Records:
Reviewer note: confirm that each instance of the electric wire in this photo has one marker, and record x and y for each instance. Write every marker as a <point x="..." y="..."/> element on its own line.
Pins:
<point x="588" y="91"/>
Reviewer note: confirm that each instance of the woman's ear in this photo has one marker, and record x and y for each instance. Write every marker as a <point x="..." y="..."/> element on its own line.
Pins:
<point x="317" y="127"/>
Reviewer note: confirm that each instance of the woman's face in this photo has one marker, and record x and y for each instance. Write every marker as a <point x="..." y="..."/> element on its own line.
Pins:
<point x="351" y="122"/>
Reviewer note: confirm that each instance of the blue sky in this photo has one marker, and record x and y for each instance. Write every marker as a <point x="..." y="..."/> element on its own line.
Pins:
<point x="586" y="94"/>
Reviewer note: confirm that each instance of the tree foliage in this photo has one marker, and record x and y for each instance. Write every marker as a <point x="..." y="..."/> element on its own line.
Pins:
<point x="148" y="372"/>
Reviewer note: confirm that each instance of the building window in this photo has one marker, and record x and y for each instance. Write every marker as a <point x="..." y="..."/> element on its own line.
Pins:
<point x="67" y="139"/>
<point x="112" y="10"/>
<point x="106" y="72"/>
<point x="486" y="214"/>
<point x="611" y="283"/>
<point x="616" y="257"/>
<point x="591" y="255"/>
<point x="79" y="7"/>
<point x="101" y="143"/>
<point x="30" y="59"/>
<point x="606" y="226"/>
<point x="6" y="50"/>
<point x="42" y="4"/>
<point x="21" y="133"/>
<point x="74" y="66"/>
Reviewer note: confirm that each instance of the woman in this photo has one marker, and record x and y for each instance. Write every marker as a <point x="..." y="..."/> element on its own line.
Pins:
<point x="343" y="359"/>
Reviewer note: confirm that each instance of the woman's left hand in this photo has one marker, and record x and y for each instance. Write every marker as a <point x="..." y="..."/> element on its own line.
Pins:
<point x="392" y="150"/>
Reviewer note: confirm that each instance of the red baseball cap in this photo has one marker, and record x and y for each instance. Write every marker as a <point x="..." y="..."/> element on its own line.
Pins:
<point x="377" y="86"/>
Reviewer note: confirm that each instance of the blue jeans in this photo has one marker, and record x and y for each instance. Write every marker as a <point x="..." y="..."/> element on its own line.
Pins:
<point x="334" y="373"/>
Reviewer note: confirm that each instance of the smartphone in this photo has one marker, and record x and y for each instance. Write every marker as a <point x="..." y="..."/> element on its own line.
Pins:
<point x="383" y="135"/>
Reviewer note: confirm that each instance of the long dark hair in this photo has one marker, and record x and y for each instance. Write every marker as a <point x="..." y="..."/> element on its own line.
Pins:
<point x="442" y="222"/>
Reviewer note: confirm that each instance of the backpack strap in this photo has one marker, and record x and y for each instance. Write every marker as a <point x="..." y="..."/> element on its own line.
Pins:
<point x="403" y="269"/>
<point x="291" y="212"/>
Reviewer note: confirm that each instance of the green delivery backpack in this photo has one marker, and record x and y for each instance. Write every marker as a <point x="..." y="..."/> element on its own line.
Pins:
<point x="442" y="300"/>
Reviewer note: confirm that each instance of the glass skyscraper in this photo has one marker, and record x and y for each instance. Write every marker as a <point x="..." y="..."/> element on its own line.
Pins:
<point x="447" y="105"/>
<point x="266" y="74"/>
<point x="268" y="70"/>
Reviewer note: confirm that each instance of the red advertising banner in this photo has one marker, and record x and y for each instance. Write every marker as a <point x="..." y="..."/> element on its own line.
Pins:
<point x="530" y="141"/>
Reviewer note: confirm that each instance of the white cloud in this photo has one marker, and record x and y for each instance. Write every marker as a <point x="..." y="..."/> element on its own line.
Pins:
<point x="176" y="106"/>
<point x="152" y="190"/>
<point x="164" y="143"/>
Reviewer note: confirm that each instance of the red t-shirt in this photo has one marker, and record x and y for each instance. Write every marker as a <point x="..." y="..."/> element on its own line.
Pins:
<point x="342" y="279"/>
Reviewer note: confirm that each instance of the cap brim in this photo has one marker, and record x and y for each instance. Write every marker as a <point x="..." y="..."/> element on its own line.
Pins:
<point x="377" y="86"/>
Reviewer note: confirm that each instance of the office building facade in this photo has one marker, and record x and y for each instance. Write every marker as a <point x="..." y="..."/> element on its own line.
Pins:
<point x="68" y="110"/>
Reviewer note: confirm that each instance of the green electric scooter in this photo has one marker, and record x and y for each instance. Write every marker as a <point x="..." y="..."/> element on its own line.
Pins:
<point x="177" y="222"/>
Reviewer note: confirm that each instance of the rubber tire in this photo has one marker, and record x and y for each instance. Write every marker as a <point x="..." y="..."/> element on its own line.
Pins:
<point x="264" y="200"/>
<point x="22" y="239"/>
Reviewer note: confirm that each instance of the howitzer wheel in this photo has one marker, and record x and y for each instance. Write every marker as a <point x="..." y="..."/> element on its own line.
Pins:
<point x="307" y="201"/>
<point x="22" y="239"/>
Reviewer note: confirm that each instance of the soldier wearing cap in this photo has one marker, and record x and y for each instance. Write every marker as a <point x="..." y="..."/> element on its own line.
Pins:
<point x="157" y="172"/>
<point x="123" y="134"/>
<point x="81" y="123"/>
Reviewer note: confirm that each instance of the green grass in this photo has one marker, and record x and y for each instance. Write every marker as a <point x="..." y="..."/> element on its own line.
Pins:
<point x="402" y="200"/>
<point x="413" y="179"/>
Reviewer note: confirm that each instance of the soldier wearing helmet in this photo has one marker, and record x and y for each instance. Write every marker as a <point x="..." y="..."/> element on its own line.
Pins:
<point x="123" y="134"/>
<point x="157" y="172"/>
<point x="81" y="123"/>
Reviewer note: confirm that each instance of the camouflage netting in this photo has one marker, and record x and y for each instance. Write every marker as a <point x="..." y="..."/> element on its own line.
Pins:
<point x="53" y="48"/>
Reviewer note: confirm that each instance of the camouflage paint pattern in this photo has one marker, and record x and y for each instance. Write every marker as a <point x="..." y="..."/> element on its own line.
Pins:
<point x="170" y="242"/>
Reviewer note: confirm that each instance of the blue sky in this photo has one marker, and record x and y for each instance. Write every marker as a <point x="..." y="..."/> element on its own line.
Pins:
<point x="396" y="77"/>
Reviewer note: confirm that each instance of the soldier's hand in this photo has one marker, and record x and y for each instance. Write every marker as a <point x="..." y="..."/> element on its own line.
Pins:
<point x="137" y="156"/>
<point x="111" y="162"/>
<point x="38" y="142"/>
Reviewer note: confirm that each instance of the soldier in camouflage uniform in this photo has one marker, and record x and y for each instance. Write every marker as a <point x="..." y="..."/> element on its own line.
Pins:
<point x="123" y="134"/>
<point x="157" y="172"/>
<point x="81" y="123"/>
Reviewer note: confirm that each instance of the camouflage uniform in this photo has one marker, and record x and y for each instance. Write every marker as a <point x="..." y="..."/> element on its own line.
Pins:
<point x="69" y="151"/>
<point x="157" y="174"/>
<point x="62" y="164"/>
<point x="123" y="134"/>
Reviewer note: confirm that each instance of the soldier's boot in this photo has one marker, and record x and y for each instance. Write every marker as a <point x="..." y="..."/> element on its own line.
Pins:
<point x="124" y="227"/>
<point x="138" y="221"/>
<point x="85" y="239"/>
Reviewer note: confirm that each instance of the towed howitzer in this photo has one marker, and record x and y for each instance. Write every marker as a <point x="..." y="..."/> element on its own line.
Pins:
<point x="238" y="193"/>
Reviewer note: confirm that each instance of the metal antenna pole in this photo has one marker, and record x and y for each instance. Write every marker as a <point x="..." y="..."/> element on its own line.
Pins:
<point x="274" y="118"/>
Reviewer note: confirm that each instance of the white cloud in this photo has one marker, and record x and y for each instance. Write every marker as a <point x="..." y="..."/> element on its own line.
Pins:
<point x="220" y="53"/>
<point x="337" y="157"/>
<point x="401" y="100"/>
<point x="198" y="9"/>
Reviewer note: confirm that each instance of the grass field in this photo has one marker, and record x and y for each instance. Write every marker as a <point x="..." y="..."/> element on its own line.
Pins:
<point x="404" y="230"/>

#### [Exercise details]
Write out again, unchanged, every line from the line containing "Reviewer note: confirm that each instance of the grass" to the final line of the material above.

#### [Problem solution]
Reviewer note: confirm that each instance of the grass field in this photo has one marker, and record x and y for each instance. Write every marker as a <point x="..." y="..."/> element on its own line.
Pins:
<point x="404" y="230"/>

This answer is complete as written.